> _SET EXERCISE_: Repeat every one of the lines below word for word, with no changes.

> _SOURCE RECORDS_:
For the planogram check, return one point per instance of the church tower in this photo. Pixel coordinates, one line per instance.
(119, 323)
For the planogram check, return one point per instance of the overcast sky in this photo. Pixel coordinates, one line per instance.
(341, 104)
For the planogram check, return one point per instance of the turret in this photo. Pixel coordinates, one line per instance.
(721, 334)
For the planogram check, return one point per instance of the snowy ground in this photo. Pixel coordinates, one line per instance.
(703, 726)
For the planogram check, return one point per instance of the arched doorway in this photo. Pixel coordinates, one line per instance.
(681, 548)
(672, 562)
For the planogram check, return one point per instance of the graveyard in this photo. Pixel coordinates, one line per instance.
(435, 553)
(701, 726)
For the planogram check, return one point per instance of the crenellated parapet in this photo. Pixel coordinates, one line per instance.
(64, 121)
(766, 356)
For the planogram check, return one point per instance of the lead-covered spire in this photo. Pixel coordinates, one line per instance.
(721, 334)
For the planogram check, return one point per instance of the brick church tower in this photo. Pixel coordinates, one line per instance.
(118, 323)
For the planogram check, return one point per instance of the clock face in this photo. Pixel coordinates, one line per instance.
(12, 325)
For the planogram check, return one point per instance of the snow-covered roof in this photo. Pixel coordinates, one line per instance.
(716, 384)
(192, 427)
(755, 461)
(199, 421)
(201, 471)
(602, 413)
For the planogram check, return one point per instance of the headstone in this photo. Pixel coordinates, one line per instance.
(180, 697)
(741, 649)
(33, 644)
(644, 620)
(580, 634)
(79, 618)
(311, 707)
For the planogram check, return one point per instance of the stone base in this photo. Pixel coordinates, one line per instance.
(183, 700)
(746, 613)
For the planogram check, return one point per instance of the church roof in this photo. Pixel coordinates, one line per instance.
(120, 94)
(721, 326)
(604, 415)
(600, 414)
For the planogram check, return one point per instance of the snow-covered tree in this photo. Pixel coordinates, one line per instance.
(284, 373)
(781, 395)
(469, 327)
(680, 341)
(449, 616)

> _ANSWER TO THIS PROBLEM_:
For the planogram check, return one point per instance of the church tower in this photo. Pixel coordinates, one line per instance.
(119, 323)
For the planogram check, return one point per instance of the overcast sky in this photo. Pixel coordinates, one line per instance.
(341, 104)
For the planogram check, return one point per instance of the turret in this photo. Pixel coordinates, one line per instance.
(721, 334)
For the planogram check, return one point per instance of the snowy ground in this photo. Pixel coordinates, one line per instance.
(703, 726)
For the planogram check, return one point per instance of the arched doorway in this photo. Pixel coordinates, one line per instance.
(681, 548)
(672, 562)
For the planogram check, return one point per instance of the graveyard in this photo. Pixel coordinates, one line per instance.
(435, 553)
(701, 726)
For the planogram check, return one point per instance of the crenellated parapet in this photo. Pixel coordinates, one line per instance.
(64, 121)
(766, 356)
For the planogram check, return one point per instance of the lead-covered spire in this photo. Pixel coordinates, one line per instance.
(721, 334)
For the planogram check, return one point per instance of the brick church tower in this photo. Pixel coordinates, one line per instance.
(118, 323)
For the planogram check, return one point per instance of the clock face in this photo. Pixel coordinates, one line per instance.
(12, 325)
For the planogram check, return one point per instance of the snow-covered roof in this photo. Pixel coordinates, one line per instance.
(716, 384)
(192, 427)
(755, 461)
(199, 421)
(201, 471)
(602, 413)
For the planogram check, return one point per instance of the headstone in this photo. Pixel coordinates, one line per instance.
(180, 697)
(741, 649)
(33, 644)
(644, 620)
(580, 634)
(79, 618)
(311, 707)
For the planogram check, return one point per instance of the stone base in this photo. Pixel coordinates, one line per instance.
(183, 700)
(746, 613)
For the planogram check, return one point per instance of the church roof in this photo. Pixel coordinates, one line per instance.
(120, 94)
(721, 326)
(604, 415)
(600, 414)
For the planogram check, return one point per instance of the snow-covered tree in this photo. Pixel coordinates, one line per instance.
(284, 373)
(781, 395)
(469, 327)
(680, 341)
(449, 616)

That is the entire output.